WORK TASK
All lines of the entries with "baby" in them must be listed.
[DATA RECORDS — start]
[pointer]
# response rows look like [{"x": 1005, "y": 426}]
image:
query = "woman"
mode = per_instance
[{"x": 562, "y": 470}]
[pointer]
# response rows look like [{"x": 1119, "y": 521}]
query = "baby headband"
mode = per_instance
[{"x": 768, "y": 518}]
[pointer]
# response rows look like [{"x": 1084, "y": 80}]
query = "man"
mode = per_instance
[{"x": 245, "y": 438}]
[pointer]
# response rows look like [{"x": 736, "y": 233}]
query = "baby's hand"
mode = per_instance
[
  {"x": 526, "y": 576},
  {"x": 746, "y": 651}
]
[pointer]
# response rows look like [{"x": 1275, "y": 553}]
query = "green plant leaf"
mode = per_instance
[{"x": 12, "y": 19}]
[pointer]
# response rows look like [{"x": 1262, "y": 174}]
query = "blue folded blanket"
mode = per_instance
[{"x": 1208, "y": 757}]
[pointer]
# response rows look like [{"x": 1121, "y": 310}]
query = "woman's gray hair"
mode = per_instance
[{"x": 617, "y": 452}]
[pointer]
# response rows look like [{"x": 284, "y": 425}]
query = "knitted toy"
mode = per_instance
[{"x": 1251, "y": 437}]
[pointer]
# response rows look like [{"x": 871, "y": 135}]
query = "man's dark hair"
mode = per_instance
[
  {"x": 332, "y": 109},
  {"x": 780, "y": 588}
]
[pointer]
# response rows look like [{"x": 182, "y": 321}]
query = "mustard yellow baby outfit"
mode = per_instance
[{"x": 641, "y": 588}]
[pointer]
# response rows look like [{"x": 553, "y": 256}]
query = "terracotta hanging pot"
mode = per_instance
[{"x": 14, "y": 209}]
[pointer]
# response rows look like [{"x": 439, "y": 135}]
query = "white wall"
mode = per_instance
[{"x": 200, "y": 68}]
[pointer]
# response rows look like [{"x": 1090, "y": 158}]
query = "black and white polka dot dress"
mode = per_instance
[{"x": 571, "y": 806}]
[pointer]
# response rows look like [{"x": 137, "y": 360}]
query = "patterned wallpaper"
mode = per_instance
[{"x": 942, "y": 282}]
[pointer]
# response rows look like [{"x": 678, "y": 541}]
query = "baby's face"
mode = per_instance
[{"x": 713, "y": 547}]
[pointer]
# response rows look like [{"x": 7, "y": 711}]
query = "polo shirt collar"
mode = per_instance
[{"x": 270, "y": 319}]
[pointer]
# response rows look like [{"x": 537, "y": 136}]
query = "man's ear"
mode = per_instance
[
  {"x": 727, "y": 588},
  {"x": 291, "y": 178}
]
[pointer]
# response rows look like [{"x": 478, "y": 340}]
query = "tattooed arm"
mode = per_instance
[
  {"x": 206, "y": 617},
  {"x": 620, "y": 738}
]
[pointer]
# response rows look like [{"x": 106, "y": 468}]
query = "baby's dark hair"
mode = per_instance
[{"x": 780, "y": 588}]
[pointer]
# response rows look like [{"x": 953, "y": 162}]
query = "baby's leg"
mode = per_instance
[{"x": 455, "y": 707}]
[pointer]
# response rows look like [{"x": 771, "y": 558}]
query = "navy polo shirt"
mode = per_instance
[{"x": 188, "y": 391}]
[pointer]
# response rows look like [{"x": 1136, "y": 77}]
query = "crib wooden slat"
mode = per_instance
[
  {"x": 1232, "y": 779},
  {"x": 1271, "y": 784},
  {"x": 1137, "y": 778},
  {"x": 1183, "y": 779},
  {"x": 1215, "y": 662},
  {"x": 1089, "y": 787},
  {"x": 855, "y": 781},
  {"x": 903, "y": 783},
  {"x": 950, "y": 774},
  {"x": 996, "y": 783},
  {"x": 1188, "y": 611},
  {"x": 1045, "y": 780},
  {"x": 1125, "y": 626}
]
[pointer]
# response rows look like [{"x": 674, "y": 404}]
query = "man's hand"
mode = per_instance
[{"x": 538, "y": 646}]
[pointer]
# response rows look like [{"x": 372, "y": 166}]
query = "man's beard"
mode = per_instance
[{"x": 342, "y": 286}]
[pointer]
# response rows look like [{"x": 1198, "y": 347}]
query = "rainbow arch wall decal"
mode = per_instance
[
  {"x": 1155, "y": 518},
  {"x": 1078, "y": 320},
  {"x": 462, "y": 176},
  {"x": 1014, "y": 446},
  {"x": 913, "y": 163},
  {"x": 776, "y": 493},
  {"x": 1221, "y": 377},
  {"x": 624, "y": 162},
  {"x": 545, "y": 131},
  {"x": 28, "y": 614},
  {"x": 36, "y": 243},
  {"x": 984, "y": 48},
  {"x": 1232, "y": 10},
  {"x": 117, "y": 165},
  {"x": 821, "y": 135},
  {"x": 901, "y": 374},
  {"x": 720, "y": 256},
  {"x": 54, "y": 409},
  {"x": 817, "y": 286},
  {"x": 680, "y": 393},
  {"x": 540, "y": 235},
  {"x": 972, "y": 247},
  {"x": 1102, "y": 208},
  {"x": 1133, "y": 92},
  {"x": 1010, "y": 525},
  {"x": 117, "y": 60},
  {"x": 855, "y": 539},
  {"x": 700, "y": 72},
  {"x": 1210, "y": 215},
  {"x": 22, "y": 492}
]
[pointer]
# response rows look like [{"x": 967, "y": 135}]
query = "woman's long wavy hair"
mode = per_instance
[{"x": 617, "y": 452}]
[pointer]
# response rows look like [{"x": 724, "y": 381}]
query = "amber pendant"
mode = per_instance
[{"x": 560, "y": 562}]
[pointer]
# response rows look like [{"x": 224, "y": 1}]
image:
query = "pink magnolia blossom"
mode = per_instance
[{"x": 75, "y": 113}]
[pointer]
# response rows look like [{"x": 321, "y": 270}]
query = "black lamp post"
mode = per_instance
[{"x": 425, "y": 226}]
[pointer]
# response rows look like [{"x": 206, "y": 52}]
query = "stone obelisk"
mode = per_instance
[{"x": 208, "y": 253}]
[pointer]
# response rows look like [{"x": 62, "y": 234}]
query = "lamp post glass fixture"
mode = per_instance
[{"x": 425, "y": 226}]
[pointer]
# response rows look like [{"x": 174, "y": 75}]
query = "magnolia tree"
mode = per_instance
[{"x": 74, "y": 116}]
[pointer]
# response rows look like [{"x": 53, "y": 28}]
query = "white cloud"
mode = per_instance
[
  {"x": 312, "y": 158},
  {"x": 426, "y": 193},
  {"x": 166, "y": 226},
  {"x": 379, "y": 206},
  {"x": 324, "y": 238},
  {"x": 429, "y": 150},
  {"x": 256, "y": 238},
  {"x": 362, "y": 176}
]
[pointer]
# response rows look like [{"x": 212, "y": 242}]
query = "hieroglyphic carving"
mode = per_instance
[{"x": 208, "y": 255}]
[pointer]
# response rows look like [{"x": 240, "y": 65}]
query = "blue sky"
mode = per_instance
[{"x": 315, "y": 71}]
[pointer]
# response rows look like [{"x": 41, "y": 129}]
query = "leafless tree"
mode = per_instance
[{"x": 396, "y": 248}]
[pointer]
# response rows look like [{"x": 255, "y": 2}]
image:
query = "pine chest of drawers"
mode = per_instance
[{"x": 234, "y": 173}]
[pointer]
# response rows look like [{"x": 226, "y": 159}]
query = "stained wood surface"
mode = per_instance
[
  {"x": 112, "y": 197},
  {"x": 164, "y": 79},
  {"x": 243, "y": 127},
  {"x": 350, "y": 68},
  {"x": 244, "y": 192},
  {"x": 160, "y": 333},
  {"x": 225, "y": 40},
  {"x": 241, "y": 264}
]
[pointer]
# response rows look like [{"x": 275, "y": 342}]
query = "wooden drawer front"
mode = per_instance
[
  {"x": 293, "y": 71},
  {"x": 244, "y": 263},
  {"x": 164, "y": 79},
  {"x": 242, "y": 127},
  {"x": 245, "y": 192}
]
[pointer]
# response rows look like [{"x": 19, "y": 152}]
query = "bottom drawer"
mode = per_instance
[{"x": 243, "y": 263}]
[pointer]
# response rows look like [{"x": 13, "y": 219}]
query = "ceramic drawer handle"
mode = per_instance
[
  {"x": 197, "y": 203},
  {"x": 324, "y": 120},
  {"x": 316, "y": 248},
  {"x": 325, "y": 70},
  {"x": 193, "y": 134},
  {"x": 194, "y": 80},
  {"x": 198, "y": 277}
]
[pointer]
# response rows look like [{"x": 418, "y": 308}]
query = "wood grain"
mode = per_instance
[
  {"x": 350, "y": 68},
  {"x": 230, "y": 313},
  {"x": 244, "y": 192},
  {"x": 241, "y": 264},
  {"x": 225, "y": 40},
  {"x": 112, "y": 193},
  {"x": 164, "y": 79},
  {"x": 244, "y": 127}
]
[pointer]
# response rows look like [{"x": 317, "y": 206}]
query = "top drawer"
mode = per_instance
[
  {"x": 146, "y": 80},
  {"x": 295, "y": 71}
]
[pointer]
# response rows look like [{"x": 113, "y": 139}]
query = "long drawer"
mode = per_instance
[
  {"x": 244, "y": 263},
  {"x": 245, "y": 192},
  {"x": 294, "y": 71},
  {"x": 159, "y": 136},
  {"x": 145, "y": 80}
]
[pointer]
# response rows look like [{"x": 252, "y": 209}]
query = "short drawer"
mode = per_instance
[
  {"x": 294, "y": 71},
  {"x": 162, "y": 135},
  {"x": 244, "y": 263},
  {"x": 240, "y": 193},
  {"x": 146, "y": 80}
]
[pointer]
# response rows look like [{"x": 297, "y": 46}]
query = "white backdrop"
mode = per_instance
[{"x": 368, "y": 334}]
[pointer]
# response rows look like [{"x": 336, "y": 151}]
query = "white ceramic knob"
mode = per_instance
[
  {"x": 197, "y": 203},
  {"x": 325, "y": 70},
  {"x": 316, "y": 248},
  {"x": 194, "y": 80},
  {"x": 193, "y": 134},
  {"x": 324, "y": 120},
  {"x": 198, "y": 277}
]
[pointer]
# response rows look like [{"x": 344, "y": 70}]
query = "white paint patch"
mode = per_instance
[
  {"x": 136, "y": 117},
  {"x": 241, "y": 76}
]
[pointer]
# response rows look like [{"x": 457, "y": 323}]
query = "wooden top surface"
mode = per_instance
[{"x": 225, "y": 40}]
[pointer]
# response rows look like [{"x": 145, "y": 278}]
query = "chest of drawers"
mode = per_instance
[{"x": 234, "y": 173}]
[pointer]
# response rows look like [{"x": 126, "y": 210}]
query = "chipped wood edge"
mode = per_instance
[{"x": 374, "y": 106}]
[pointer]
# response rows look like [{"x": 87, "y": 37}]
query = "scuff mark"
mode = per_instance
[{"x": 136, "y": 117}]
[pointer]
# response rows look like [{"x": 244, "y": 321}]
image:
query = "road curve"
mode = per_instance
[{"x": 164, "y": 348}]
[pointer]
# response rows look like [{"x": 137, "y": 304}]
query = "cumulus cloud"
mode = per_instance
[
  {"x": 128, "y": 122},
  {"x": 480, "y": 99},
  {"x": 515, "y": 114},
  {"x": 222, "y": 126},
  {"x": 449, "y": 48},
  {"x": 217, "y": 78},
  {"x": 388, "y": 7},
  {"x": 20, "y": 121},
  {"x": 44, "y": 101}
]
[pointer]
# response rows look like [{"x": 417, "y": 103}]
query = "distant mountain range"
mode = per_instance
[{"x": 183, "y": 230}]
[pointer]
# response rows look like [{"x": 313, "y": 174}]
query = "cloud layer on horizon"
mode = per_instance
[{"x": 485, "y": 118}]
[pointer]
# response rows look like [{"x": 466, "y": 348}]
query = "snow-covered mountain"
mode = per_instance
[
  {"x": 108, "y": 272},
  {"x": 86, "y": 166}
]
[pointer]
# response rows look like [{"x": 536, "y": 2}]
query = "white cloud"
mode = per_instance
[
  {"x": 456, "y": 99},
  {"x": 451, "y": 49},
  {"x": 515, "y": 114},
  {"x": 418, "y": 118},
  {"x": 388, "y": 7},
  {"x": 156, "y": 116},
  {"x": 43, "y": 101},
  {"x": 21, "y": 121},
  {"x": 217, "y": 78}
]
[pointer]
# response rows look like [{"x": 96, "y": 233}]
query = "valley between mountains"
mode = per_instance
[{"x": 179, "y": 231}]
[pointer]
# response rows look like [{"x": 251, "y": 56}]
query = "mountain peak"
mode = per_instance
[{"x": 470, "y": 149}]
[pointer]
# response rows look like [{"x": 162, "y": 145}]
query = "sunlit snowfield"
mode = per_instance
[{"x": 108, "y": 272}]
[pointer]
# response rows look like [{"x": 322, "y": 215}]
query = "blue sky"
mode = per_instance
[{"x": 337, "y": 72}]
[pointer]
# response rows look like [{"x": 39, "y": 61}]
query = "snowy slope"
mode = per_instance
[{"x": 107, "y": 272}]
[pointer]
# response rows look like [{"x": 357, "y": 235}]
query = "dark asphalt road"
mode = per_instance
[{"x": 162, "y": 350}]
[DATA RECORDS — finish]
ANSWER SECTION
query = "baby headband"
query = "baby's hand"
query = "mustard yellow baby outfit"
query = "baby's face"
query = "baby's dark hair"
query = "baby's leg"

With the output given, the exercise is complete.